*SOURCE DOCUMENT*:
'''

As fun as writing BWIR was, the duplication of effort was not helping the cause. I bow my head and heart to the man for his efforts on our behalf, but now it's time for something different.

That something is this: the cat is now officially out of the bag.

Notorious Birther Jerome "Doctor Feelgood" Corsi has proven the old adage about the broken clock being right at least once a day. A little while after I published my last BWiR, he let it be known that 100 Obots are lurking amongst the American populace.

NEW YORK – A top Democrat, apparently operating with the full approval and cooperation of the president, has been directing a team of up to 100 who are paid to publish disinformation on a wide variety of websites to discredit "birthers," according to anti-Obama researchers.

The radical supporters of the president, known as Obama robots, or "OBOTs" for short, have confirmed their White House-appointed ring leader is Democratic Party operative James A. Johnson, the former chairman of Fannie Mae.

Initially, the OBOTs attempted to mask their Internet identities by posting under usernames with avatars that suggest their personalities. But due largely to the efforts of anti-Obama researchers, including "birthers" vilified by the OBOTs, the true identities of key OBOT operatives have been revealed.

"Oooooooo!" you probably said upon reading all that, maybe followed with "booga booga!" But the truth is that this is at least partially correct.

There are about 100 "Obots" out there in c-space, working both together and separately to try and dispel this nonsense about the President's Birthplace and Eligibility.

What he got wroGN was that (1) we're actually paid for this, (2) the President knows about what we're doing, and (3) who's actually in charge of the show.

'''

*WORK REQUIRED*: According to the passage, roughly how many "Obots" are working in c-space to dispel claims about the President's birthplace and eligibility?

Stored entries
'''

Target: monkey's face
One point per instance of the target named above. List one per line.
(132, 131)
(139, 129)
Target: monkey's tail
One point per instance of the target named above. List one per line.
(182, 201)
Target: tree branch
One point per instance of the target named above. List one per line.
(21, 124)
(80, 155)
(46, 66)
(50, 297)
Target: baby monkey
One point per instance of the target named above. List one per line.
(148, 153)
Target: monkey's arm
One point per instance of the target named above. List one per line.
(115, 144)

'''

*FINISHED TASK*: About 100.